-- begin Provided records --

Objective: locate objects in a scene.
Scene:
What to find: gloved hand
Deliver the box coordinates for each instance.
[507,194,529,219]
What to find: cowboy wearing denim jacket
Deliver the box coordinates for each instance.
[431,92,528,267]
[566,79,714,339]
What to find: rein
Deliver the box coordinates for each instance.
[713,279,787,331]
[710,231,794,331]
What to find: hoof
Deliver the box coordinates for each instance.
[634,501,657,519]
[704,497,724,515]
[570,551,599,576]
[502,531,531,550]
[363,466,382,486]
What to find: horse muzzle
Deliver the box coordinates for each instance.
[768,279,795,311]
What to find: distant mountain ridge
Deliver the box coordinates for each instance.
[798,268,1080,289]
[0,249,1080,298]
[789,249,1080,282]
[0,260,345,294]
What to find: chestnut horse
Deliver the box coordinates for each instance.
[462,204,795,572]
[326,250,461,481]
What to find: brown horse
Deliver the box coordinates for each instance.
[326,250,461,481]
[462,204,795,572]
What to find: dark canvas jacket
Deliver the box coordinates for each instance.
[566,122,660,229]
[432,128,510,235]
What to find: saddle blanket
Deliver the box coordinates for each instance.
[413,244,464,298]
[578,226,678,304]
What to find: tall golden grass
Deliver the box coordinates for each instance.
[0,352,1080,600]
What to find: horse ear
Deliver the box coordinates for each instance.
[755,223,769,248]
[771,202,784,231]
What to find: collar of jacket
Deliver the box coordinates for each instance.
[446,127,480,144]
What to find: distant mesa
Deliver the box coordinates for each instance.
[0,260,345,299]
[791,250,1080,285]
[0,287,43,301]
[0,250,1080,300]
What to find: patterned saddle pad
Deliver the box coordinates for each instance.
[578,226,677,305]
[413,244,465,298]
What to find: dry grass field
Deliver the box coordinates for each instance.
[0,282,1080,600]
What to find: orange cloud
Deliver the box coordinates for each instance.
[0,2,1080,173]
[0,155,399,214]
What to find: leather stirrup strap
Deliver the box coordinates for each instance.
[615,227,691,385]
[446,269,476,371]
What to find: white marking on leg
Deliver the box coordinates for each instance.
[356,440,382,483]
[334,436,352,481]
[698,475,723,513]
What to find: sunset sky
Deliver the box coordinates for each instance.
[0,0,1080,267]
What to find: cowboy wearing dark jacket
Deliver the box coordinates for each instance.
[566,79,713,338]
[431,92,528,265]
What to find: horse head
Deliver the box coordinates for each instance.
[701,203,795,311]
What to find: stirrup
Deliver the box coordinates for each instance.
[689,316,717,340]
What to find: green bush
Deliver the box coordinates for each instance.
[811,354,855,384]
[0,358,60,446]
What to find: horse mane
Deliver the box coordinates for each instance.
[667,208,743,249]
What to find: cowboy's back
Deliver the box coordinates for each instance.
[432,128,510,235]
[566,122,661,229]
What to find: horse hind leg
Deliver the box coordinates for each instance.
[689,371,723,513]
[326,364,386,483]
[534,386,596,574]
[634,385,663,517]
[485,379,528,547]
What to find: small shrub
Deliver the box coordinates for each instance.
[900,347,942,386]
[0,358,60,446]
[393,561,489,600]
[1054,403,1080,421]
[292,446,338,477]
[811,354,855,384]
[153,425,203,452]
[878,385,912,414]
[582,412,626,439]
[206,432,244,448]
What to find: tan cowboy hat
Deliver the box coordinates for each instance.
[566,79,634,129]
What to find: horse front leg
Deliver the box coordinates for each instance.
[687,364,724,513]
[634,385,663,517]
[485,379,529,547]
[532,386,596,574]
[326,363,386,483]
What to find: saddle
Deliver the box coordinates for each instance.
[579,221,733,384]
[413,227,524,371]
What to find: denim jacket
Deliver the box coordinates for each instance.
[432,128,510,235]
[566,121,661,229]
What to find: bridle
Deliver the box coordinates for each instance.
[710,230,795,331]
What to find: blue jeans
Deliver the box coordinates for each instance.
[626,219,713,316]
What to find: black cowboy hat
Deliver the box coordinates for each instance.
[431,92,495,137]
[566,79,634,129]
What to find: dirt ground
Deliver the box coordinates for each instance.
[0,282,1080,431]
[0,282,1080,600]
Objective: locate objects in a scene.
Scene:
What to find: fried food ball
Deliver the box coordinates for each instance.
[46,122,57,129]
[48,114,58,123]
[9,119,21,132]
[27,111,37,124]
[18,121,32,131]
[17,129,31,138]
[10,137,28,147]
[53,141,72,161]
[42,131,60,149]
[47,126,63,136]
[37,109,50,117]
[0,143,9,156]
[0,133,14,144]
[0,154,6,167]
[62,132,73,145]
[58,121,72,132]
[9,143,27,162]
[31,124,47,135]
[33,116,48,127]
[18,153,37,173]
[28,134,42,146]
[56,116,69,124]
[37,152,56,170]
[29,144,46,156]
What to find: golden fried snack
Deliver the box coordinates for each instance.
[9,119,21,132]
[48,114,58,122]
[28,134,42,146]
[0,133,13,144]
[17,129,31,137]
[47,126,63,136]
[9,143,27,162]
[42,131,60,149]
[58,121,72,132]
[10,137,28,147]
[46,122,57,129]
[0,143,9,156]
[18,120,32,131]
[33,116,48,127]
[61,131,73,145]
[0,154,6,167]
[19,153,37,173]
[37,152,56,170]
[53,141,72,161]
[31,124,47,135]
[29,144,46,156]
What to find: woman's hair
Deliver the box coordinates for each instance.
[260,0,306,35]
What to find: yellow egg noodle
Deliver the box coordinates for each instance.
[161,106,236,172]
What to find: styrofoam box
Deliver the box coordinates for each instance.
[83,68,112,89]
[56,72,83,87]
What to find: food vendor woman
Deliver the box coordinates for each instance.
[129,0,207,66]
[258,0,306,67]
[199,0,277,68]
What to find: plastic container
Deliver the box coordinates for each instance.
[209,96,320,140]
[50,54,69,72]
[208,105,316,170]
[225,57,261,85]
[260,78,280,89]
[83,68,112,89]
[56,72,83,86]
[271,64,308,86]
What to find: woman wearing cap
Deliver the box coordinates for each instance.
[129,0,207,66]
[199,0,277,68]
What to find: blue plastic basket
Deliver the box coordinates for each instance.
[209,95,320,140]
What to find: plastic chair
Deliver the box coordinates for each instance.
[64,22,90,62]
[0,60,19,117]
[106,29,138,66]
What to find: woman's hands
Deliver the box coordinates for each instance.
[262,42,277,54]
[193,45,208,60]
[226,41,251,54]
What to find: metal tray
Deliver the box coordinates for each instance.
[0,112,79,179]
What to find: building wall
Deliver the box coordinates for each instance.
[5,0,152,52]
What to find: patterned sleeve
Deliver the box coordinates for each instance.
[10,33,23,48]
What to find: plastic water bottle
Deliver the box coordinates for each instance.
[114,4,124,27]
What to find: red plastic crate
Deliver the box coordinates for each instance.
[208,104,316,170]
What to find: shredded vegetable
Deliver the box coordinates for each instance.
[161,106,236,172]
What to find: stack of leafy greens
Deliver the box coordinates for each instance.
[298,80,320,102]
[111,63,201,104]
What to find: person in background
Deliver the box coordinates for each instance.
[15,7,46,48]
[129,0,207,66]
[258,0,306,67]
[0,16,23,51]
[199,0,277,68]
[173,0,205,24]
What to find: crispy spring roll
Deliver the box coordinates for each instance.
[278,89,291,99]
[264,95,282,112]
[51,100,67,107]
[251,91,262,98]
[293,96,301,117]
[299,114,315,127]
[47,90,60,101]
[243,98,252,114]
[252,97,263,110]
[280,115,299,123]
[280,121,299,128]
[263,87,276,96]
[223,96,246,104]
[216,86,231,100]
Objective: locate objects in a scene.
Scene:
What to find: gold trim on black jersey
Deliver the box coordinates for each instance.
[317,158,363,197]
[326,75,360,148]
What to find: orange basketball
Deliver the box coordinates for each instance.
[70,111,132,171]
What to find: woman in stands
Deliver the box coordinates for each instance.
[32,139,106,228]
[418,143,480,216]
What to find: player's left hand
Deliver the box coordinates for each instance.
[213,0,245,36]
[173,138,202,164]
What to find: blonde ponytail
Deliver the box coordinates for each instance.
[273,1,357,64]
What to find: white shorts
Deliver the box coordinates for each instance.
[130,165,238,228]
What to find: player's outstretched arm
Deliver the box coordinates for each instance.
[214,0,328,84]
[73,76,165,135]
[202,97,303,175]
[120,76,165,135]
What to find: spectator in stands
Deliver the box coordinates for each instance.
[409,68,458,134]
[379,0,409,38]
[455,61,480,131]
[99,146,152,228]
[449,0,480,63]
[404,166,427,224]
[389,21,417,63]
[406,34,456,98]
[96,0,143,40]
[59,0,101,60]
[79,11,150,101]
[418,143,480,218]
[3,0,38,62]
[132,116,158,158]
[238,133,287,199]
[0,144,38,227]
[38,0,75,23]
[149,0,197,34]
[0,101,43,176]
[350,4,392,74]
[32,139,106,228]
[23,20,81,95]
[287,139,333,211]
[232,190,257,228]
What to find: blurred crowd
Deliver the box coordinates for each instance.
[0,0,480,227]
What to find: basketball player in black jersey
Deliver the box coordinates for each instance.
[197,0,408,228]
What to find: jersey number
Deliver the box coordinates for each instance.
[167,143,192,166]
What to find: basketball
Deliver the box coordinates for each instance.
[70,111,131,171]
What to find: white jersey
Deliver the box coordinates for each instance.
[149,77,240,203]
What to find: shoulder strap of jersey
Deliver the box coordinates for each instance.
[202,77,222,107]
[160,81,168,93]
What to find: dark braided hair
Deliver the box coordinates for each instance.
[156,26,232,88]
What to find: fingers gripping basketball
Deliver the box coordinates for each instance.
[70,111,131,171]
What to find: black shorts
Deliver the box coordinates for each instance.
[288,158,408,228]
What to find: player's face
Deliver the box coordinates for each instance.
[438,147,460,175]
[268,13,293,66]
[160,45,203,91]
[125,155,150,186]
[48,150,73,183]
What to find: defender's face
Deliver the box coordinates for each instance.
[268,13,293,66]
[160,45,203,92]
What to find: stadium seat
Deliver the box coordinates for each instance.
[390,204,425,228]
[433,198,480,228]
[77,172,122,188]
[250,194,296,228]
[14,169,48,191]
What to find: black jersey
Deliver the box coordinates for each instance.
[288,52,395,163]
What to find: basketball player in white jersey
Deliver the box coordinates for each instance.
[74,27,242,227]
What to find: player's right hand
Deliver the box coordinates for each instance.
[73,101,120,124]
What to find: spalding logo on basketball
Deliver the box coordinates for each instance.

-- end Provided records --

Reproduce word for word the part of the rows that opens with the line containing "What to find: saddle blanket" and closes with the line containing "[0,352,1080,600]", with both of those lines included.

What to find: saddle blanket
Deliver the box coordinates for each instance.
[413,244,464,298]
[578,226,678,304]
What to find: tall golden grass
Deliver the box coordinates for each instance.
[0,352,1080,600]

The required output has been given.